- WHAT THE EXERCISE ASKS -
Some lines in the entries contain the word "poster". Copy all of them.

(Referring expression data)
##############################

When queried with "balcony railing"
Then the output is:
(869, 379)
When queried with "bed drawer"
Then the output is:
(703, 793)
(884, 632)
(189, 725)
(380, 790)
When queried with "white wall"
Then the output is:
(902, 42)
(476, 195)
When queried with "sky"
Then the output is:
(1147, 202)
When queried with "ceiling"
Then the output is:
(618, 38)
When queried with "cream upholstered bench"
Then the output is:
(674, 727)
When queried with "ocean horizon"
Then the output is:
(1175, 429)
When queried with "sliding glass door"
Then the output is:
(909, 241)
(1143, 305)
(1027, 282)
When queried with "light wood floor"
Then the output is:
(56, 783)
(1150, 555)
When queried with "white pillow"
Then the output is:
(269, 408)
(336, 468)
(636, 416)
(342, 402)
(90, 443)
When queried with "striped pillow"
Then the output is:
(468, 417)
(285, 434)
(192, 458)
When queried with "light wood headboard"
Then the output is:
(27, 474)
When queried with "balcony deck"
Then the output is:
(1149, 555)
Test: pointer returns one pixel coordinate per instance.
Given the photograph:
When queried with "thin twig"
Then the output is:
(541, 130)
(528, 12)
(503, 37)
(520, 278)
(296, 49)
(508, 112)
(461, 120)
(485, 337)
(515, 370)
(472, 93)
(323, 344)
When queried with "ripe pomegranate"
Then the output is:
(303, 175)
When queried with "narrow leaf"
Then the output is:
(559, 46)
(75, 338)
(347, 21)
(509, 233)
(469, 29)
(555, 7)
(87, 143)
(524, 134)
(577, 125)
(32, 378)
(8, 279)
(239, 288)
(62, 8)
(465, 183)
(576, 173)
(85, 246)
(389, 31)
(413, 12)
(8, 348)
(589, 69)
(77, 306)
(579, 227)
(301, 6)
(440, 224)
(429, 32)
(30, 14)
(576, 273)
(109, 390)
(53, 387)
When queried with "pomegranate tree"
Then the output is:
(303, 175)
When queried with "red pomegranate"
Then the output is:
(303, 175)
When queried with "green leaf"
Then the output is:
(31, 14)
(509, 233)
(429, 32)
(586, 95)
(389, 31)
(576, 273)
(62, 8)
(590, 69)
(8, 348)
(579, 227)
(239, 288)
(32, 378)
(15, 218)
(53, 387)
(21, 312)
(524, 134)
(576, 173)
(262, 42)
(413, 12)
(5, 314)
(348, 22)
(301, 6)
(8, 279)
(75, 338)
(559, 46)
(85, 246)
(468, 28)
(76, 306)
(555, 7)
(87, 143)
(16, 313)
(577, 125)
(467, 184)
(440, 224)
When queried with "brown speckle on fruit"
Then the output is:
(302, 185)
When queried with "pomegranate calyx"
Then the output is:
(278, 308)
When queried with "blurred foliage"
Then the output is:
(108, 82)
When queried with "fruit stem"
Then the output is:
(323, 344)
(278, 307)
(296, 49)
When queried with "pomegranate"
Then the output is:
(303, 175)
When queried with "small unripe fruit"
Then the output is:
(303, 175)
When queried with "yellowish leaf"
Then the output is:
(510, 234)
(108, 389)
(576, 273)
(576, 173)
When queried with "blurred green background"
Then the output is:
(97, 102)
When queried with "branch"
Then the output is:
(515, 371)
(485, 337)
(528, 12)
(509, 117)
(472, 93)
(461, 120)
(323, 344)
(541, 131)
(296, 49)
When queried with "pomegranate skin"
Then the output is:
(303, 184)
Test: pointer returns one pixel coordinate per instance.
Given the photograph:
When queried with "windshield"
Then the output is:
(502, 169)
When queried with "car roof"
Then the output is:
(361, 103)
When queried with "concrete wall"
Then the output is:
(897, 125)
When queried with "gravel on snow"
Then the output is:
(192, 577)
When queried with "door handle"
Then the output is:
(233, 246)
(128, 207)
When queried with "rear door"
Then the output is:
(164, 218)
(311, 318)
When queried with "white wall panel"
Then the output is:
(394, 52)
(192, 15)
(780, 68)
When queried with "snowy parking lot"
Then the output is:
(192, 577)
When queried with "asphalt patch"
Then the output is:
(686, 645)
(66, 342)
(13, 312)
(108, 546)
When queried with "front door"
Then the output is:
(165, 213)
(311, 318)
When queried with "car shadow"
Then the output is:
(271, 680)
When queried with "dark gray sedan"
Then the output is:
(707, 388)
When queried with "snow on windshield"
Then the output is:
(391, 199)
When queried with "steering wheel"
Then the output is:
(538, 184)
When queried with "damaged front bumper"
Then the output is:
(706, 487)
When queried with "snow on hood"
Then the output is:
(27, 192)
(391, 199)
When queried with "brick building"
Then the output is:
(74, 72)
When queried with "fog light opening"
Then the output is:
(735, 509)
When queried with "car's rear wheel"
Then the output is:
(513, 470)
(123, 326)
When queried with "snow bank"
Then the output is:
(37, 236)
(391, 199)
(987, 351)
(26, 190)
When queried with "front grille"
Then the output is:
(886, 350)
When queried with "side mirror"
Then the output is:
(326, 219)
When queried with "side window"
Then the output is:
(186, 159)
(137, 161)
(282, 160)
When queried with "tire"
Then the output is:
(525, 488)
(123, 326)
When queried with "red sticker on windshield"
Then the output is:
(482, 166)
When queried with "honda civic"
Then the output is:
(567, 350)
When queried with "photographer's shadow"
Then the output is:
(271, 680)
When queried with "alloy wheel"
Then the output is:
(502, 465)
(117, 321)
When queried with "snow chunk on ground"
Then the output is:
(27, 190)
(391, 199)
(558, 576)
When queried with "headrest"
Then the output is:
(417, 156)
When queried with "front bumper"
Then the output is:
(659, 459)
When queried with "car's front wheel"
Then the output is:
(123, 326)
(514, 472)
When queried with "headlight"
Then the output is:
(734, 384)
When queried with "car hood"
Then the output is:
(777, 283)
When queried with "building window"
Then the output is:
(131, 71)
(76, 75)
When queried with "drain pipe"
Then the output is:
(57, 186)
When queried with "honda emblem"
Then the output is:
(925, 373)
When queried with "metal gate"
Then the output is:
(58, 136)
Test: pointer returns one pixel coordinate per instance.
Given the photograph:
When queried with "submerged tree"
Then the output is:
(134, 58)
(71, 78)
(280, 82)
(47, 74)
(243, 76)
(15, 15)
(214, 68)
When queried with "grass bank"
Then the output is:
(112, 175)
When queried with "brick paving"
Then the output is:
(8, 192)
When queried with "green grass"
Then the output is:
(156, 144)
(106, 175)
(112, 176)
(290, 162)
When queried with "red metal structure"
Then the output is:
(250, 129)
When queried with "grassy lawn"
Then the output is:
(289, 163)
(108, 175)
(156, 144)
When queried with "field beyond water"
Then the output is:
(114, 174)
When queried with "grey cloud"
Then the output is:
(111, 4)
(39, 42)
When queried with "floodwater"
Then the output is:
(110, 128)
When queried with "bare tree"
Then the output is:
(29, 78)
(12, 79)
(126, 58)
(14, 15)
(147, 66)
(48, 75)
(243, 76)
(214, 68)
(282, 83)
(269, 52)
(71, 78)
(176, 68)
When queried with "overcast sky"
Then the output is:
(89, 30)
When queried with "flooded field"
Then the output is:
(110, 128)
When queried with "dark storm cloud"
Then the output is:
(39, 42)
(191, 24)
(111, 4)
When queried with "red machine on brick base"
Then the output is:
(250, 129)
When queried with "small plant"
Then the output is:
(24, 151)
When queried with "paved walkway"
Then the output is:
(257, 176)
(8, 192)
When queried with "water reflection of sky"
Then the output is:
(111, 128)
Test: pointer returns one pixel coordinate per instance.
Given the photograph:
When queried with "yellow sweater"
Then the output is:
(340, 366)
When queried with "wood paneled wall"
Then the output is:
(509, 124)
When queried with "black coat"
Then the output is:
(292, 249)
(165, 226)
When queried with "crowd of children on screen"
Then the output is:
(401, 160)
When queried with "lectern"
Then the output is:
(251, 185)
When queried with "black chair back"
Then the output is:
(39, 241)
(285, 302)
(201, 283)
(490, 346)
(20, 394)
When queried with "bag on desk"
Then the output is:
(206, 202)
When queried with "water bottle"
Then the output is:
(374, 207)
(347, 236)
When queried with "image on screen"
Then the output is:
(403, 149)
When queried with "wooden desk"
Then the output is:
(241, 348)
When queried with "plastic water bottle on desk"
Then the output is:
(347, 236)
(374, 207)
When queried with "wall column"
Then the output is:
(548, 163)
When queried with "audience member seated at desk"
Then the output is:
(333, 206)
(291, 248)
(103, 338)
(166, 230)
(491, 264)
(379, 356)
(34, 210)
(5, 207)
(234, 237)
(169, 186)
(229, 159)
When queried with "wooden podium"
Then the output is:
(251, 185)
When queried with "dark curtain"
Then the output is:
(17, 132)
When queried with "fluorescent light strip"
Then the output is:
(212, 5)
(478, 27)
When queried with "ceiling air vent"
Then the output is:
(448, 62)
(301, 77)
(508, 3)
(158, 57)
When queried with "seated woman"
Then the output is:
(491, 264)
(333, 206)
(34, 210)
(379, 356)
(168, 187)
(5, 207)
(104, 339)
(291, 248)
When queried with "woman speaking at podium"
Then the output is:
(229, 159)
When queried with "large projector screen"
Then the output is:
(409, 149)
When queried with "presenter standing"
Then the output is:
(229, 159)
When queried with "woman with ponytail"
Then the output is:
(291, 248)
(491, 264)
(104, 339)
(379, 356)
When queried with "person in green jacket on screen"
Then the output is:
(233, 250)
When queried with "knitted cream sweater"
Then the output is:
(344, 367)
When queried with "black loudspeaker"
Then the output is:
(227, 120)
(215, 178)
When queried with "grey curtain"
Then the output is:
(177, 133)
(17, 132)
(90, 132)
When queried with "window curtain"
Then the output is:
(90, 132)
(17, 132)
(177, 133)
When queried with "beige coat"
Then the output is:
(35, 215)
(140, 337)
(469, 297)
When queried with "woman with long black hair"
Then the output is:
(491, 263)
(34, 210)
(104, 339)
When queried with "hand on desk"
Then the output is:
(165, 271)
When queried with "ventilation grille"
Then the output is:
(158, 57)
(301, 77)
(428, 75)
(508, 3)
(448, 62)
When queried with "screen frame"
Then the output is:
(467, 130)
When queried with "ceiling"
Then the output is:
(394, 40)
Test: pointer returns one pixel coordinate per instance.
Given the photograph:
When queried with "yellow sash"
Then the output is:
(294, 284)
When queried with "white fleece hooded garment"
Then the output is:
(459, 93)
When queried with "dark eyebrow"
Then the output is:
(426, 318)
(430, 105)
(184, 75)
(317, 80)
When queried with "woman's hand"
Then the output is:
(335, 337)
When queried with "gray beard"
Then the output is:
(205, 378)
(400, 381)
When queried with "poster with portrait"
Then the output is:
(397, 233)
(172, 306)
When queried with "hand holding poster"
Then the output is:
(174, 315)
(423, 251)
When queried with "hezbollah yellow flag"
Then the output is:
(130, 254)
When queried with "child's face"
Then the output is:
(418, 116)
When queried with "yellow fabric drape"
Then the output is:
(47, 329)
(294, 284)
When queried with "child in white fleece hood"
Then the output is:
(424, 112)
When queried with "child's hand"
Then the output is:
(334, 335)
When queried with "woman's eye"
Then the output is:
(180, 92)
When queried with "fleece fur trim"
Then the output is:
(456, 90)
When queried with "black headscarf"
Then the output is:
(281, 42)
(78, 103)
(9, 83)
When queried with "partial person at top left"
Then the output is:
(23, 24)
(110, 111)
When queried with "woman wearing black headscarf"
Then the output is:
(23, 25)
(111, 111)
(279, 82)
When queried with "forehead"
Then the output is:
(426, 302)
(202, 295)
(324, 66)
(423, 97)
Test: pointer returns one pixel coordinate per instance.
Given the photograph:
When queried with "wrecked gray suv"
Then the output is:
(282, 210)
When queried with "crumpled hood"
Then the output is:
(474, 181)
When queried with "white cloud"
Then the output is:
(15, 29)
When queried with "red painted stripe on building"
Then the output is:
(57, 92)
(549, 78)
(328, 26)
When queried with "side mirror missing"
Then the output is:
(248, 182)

##############################

- SOLUTION FOR THIS PROBLEM -
When queried with "poster with portrait"
When queried with "hand holding poster"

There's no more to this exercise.